::: 文本摘录 :::
青春|唯美|深情|精短
名家談|深入開掘腳下的豐富寶藏
北京|朱輝軍
人人都可看得到:一部文學名著常常可以讓一個地方,如白鹿原、芙蓉鎮,乃至一條街(阿爾巴特街)、一座樓(巴黎圣母院),成為世人皆知的旅游向往地,有的甚至成為眾人心目中的“詩與遠方”。這就是文學的力量。
相對于外來的專業作家,基層作者的一個最大優勢,就在于對腳下的這塊地方十分熟悉。可是,往往越熟悉,反而越寫不出名堂來。這就需要基層作者深入開掘。我們這里拿一些名家(其實他們大多也是從基層成長起來的)的例子,對此加以說明,應當可以對基層作者的創作提供一些啟發。
一、對自以為熟悉的生活重新熟悉
基層作者往往長年生活、工作在某一塊地界,應當說對當地有關情況爛熟于心。但真動起筆來,卻又覺得好像很多地方并不了解,甚至原來熟悉的人與事都覺得陌生起來。
這就需要基層作者重新打量,對這些以為熟悉的人與事重新加以熟悉。這方面,柳青、周立波和浩然等確實值得敬重。他們原都出生于鄉間,對農村是比較熟悉的;后來都進城了,原來熟悉的變得模糊起來;為了重新熟悉,他們都毅然回到鄉村生活、觀察、思考、記錄,所以他們才寫出了真正的農村和農民。
::: 数据摘录 :::
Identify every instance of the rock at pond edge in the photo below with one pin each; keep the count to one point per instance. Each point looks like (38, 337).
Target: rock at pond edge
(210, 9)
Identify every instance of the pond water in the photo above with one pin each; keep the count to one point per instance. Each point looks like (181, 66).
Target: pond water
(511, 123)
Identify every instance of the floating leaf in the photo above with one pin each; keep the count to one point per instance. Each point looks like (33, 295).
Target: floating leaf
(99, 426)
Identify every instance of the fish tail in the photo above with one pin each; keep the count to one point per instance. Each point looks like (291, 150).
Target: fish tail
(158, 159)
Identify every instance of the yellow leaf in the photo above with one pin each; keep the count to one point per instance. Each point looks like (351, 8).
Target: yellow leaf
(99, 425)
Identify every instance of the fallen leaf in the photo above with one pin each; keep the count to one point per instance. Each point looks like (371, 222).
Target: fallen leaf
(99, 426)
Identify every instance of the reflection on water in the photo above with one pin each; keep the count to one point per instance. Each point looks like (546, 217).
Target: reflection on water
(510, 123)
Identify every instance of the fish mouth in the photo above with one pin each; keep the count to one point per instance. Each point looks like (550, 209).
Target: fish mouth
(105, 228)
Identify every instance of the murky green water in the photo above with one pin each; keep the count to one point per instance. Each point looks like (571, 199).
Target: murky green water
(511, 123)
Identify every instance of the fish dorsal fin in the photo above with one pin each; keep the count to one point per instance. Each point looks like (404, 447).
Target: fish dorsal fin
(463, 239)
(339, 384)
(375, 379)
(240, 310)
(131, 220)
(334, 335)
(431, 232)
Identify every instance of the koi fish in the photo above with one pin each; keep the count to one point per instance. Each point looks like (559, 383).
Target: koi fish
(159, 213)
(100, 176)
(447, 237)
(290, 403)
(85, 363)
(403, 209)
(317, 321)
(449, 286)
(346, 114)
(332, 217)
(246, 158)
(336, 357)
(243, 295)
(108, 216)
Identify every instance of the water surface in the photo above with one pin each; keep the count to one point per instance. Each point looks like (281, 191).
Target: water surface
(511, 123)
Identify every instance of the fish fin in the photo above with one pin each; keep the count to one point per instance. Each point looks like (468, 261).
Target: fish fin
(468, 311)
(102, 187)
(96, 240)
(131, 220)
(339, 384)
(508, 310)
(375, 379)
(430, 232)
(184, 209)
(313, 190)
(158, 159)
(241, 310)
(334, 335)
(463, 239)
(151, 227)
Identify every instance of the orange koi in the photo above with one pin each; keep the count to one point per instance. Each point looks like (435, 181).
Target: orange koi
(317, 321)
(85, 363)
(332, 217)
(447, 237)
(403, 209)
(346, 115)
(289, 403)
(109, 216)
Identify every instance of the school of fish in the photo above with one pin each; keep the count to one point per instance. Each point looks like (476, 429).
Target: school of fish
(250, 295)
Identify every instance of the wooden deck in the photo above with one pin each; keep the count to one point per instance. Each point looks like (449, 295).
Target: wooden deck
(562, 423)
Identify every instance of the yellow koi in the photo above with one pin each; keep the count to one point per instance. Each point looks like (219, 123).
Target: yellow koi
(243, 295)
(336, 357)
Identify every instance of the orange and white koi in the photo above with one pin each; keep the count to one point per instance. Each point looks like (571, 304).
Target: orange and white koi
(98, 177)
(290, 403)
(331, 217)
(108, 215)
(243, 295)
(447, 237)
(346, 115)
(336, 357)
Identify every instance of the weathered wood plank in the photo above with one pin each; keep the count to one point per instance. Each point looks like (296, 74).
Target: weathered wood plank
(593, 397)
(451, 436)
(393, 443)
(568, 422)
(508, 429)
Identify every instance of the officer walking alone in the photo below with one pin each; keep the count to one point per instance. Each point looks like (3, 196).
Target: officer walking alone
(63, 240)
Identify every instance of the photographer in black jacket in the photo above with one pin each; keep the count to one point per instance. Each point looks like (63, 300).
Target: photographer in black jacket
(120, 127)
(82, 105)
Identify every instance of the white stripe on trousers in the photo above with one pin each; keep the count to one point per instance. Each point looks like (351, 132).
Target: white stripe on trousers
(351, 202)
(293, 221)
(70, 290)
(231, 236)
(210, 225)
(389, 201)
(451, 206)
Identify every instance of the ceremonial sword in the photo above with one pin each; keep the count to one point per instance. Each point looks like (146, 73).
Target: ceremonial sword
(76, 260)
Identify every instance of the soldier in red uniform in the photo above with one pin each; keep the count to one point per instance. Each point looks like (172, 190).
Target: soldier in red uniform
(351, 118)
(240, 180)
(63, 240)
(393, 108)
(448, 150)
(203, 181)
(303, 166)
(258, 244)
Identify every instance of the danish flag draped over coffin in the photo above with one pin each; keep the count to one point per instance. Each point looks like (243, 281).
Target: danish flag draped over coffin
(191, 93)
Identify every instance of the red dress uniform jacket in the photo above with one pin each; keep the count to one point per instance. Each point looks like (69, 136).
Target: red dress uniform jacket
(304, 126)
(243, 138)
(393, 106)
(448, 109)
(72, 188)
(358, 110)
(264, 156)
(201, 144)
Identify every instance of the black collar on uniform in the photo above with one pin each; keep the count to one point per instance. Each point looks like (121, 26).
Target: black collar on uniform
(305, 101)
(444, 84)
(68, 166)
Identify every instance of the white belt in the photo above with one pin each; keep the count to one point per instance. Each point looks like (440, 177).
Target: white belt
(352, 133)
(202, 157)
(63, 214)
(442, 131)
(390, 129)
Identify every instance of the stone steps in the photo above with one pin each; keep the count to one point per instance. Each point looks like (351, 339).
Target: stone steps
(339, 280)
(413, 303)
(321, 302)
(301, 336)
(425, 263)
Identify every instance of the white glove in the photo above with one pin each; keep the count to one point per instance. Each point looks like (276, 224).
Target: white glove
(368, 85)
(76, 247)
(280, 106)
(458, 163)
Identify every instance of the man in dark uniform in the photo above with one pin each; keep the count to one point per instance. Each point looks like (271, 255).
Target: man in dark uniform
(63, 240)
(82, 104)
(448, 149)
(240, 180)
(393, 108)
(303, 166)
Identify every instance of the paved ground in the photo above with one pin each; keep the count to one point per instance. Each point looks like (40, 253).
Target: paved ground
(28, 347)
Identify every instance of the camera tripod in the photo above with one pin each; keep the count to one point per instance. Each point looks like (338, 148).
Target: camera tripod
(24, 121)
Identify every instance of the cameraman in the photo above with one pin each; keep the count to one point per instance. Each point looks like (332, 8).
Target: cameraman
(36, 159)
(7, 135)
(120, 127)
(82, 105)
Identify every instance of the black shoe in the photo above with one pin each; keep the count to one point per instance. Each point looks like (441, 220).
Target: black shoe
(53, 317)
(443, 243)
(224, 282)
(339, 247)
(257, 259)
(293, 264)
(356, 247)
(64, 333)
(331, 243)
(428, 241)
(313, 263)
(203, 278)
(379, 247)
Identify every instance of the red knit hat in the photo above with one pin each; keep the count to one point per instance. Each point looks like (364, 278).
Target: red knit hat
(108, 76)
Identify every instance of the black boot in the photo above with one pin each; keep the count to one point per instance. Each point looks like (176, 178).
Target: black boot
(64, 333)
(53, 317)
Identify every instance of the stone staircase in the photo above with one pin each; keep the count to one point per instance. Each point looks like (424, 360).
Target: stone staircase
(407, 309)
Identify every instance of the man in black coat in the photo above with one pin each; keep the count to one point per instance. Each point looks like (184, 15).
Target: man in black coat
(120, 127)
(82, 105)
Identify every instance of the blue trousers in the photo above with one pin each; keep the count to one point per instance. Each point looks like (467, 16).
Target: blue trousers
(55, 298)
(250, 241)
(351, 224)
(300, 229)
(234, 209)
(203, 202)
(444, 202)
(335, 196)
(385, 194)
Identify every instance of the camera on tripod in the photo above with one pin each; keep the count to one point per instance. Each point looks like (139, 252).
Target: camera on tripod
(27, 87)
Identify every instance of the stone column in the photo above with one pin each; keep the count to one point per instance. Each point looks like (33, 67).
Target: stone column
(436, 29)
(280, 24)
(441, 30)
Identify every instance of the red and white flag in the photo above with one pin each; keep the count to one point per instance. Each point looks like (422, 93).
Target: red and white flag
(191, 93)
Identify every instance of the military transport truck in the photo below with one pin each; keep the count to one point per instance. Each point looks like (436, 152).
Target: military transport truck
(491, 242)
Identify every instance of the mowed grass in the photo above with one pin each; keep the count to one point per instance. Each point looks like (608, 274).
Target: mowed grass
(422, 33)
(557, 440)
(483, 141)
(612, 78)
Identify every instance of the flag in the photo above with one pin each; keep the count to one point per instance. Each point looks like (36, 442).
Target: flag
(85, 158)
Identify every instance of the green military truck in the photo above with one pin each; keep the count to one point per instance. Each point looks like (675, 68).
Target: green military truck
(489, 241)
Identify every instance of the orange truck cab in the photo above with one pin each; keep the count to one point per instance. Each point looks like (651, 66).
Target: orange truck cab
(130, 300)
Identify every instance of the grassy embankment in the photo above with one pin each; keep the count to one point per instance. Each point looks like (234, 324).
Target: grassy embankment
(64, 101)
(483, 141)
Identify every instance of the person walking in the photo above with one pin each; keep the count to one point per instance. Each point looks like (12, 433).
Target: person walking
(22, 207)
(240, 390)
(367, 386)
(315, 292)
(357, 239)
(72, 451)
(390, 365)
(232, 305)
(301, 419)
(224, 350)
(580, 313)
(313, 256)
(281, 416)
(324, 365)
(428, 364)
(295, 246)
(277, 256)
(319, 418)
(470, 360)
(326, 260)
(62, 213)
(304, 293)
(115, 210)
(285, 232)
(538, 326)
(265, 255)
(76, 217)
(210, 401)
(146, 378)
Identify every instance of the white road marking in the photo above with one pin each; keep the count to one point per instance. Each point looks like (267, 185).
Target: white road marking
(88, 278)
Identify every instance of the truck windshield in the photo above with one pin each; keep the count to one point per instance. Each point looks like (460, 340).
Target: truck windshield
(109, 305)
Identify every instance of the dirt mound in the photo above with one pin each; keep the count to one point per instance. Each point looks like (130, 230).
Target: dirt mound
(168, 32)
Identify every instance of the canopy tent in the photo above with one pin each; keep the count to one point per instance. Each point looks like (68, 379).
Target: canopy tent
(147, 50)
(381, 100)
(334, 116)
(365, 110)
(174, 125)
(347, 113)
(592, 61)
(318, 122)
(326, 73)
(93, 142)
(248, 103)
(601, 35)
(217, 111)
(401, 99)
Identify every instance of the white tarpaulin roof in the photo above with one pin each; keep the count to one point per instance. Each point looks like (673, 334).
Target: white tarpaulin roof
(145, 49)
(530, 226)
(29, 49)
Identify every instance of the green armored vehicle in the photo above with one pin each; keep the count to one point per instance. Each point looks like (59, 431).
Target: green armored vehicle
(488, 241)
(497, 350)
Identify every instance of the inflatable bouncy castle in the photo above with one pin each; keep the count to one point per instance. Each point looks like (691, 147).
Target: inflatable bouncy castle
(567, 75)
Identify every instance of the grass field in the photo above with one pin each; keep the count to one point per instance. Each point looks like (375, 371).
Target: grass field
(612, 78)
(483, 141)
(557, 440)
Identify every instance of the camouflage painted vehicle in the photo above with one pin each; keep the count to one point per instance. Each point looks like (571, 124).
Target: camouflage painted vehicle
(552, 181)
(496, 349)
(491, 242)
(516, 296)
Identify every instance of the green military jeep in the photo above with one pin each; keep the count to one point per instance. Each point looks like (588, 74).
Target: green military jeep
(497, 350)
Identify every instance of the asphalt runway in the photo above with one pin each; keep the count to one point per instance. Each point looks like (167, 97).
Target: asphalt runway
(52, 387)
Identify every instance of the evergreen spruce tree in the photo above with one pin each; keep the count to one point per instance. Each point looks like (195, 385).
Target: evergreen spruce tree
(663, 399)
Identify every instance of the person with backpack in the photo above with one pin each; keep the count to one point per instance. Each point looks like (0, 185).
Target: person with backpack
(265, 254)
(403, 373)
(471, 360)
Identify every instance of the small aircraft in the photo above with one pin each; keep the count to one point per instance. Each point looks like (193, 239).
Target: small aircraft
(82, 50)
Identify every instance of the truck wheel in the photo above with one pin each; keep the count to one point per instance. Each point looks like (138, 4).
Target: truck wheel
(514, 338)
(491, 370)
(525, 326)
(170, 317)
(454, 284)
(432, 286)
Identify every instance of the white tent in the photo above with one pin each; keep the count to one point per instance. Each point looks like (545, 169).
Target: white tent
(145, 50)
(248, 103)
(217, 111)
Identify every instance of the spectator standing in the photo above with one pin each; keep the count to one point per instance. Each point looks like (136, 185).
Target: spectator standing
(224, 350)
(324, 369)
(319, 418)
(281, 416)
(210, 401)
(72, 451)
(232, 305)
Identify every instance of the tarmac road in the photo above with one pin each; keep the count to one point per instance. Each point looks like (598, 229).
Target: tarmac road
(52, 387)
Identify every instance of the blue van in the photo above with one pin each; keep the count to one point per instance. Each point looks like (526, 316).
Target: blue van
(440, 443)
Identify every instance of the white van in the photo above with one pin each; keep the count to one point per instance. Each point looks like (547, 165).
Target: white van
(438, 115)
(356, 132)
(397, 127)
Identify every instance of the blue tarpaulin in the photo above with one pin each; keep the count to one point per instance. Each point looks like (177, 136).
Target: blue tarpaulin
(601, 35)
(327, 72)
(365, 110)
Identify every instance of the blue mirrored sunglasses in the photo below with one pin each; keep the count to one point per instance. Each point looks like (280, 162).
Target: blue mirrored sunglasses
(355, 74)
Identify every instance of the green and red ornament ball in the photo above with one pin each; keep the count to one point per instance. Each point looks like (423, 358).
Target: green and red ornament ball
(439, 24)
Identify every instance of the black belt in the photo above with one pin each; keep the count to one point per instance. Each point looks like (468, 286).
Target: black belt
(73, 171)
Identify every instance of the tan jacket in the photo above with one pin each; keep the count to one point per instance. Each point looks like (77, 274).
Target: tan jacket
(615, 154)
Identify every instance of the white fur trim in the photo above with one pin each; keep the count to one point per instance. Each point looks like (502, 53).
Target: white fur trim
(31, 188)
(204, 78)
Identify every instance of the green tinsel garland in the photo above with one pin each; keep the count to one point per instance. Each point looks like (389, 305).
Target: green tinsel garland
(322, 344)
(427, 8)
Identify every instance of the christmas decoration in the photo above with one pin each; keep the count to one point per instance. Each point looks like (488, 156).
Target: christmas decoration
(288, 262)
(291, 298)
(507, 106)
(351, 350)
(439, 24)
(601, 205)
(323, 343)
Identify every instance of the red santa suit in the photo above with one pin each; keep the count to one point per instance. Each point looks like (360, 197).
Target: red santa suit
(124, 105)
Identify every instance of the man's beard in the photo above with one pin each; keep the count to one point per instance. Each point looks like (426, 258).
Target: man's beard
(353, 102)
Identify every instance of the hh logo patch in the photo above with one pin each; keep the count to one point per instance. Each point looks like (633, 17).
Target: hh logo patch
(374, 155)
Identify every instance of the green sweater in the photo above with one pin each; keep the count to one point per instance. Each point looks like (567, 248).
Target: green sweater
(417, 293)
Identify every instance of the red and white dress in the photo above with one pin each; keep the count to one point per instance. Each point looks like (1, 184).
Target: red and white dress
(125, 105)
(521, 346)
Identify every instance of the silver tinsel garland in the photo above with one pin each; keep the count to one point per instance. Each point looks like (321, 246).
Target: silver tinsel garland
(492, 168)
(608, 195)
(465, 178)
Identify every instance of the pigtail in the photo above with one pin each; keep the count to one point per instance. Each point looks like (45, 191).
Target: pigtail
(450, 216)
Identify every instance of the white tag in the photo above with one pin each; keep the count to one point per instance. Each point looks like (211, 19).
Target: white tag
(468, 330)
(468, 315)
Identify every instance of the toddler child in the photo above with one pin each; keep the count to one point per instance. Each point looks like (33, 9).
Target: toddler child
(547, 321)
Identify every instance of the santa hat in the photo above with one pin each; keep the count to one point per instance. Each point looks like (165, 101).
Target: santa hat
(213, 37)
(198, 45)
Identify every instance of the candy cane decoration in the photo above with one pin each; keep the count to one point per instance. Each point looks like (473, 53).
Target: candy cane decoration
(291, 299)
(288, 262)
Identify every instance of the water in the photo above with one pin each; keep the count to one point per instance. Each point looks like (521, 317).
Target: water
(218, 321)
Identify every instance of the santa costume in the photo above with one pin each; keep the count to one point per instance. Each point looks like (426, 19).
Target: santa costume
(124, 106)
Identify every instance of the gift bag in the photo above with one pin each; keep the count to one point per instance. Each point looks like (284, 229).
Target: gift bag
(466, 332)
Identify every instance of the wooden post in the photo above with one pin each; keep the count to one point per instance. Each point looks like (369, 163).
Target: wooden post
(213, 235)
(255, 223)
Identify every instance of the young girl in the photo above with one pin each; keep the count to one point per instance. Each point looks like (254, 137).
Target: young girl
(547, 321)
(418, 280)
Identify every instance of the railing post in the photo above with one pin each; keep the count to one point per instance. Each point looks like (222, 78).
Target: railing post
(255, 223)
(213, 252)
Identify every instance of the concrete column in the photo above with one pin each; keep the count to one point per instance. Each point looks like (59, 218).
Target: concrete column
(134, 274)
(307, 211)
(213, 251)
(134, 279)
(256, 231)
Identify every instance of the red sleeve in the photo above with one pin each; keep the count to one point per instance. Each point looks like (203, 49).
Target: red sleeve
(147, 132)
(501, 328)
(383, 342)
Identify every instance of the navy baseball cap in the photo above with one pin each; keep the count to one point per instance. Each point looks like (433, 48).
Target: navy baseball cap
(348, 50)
:::
_任务要求_: 请抄录这篇谈基层作者创作的文章中从“青春|唯美|深情|精短”到“基層作者的創作提供一些啟發。”之间的文字,首尾两处都包括在内。 这些数据行用不到。

_完整回答_:
青春|唯美|深情|精短
名家談|深入開掘腳下的豐富寶藏
北京|朱輝軍
人人都可看得到:一部文學名著常常可以讓一個地方,如白鹿原、芙蓉鎮,乃至一條街(阿爾巴特街)、一座樓(巴黎圣母院),成為世人皆知的旅游向往地,有的甚至成為眾人心目中的“詩與遠方”。這就是文學的力量。
相對于外來的專業作家,基層作者的一個最大優勢,就在于對腳下的這塊地方十分熟悉。可是,往往越熟悉,反而越寫不出名堂來。這就需要基層作者深入開掘。我們這里拿一些名家(其實他們大多也是從基層成長起來的)的例子,對此加以說明,應當可以對基層作者的創作提供一些啟發。